**Given text**:
▬▬▬

Even my big Rena gets them.


----------



## gklaw (May 31, 2010)

Good idea storm 



Ursus sapien said:


> Hi, Infrared Dream,
> a prefilter will stop snails from getting caught and sucked out of their shells; that alone is a good reason to use them
> what neven said about clogging is true. for example, when I was using a sponge (generic aqua clear replacement filter from Island Pets) in my gertrudae tank, it would clog within 3 days. Now I use a plastic pot scrubber as the prefilter, needs to be rinsed out every 7 or 8 days. It's quite a difference spread out over a number of tanks,
> I do see young blueberry shrimp feeding on the filter, along with everybody else in the tank. No noticeable difference in fry rates, either.


----------



## InfraredDream (Jun 24, 2010)

Storm, I used something like that for a couple of days  It looks like a net, but is plastic part of a bag. Was working well these 2 days 
But I just went to the pet store on my way home and got a Fluval prefilter sponge that fits perfectly. Two shrimpies got on it within minutes 

Thanks everybody for the advices and ideas!


----------



## Sandy Landau (Jun 4, 2010)

Baby endlers are quite big compared to other fry and they're also strong swimmers. They would likely do fine without a sponge on an AC filter, especially after the first couple of days or so. Baby shrimp would be sucked up and so would many other kinds of fry.

You can get a Fluval Edge sponge for about $5.


----------



## InfraredDream (Jun 24, 2010)

Yeah, it was $3 and fits perfectly.
Thanks


----------



## TomC (Apr 21, 2010)

InfraredDream said:


> But I just went to the pet store on my way home and got a Fluval prefilter sponge that fits perfectly.


 Anyone know where I can get a black one, in Langley?


----------



## InfraredDream (Jun 24, 2010)

Mine was very dark grey which I think is their definition of black  It was PetSmart, so maybe check their chain at your location.


----------

▬▬▬

**Extracted information**:
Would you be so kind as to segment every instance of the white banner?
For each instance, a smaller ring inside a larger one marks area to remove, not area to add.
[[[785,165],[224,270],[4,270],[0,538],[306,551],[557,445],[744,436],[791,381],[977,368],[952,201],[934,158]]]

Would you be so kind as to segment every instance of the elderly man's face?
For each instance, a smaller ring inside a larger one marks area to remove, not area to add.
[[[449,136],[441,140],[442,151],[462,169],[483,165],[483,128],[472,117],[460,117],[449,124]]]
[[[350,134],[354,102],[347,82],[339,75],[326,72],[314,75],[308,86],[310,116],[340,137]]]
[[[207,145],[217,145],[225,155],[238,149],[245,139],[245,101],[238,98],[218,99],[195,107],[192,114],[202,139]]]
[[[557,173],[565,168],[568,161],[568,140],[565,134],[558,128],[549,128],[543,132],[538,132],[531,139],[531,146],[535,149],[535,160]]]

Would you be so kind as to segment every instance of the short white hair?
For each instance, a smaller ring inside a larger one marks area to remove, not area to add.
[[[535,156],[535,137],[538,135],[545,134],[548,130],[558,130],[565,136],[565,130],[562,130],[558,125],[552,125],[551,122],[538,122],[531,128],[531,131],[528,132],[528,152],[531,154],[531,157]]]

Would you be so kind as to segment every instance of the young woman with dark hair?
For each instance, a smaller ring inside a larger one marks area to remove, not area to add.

▬▬▬

**Problem set**:
1/ In the prefilter thread, do these statements agree with the text? Answer yes or no for each, and quote the words that decide it.
(a) The Fluval prefilter sponge InfraredDream bought cost $3.
(b) The plastic pot scrubber prefilter has to be rinsed every 3 days.
(c) Baby endlers are weak swimmers.
2/ Answer these from the prefilter thread.
(a) At which store did InfraredDream get the prefilter sponge?
(b) What does Ursus sapien now use as the prefilter?
(c) What color was InfraredDream's sponge?

**Solved problems**:
1/
(a) Yes: "Yeah, it was $3 and fits perfectly."
(b) No: "needs to be rinsed out every 7 or 8 days."
(c) No: "they're also strong swimmers."

2/
(a) PetSmart
(b) A plastic pot scrubber
(c) Very dark grey